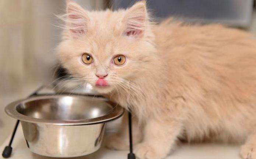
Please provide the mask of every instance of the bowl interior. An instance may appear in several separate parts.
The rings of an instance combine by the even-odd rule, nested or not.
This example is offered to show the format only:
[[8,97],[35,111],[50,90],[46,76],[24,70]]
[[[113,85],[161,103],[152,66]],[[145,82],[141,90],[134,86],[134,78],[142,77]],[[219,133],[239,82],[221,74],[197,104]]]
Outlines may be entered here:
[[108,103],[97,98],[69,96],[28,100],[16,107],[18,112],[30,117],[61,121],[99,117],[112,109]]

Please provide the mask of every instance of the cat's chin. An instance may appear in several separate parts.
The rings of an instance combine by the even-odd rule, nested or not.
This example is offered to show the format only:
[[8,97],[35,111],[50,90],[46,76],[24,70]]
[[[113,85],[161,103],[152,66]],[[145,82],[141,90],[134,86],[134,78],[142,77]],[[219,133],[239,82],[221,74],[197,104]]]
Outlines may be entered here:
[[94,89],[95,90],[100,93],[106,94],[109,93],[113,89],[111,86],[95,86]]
--------------------
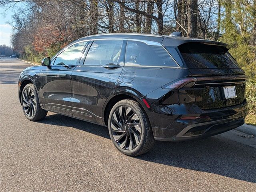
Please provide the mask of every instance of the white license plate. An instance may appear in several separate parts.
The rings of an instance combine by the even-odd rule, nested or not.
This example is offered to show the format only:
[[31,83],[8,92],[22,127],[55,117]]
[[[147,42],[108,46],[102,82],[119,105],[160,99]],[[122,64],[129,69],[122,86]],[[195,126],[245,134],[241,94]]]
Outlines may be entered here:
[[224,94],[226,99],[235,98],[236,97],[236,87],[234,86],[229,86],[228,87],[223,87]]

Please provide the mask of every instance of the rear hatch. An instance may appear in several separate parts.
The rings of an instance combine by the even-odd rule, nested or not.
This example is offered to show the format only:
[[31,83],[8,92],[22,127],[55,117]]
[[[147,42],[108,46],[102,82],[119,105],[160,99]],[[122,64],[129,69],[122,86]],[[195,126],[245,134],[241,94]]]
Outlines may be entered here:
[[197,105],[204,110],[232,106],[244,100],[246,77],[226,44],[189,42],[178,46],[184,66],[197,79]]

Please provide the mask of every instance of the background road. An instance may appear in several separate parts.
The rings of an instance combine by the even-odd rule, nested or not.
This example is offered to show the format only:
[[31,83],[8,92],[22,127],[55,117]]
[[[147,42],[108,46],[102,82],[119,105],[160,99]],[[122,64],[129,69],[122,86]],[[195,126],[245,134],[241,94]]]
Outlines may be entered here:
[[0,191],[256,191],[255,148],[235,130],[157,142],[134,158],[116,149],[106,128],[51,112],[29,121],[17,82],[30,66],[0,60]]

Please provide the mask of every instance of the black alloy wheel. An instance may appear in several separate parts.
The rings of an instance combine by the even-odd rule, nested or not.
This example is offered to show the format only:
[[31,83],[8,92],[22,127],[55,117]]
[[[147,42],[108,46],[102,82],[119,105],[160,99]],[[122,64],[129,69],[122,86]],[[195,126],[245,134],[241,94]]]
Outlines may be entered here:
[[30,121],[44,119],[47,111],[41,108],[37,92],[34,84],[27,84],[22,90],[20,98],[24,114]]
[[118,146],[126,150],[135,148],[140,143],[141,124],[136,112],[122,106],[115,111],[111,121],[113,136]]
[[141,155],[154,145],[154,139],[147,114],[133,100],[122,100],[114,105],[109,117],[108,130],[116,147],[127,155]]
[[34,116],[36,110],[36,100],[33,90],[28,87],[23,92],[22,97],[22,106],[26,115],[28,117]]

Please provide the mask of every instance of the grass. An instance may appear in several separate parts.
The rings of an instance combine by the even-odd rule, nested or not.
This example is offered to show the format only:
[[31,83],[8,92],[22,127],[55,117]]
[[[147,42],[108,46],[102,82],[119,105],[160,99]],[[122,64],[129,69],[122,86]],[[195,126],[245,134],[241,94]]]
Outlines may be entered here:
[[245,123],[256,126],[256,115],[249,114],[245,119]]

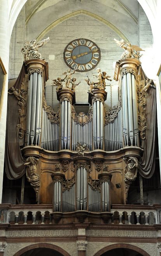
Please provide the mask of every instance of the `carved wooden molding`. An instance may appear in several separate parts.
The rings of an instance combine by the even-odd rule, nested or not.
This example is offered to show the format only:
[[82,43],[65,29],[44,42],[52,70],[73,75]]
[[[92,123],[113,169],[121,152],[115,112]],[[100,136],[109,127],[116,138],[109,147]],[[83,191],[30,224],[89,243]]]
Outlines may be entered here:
--------------------
REQUEST:
Gather every line in the rows above that contains the word "several", treating uppercase and lowercase as different.

COMPLETED EXERCISE:
Please provide the mask of every instance of the bowl interior. An instance may appear in several separate parts.
Please provide the mask of every instance of the cat's chin. An instance may appear in several separate parts.
Please provide the mask of every instance of the white license plate. An instance may appear in several separate parts.
Please provide the mask of every instance of the rear hatch. An instance may appear in several separate parts.
Please provide the mask of every instance of the background road. An instance may appear in several separate parts.
Please provide the mask of every instance of the black alloy wheel. An instance may appear in several separate parts.
Please provide the mask of every instance of the grass. An instance may appear in several separate parts.
Please provide the mask of every instance of the `carved wooden molding`. An instance may appear in several separate parts.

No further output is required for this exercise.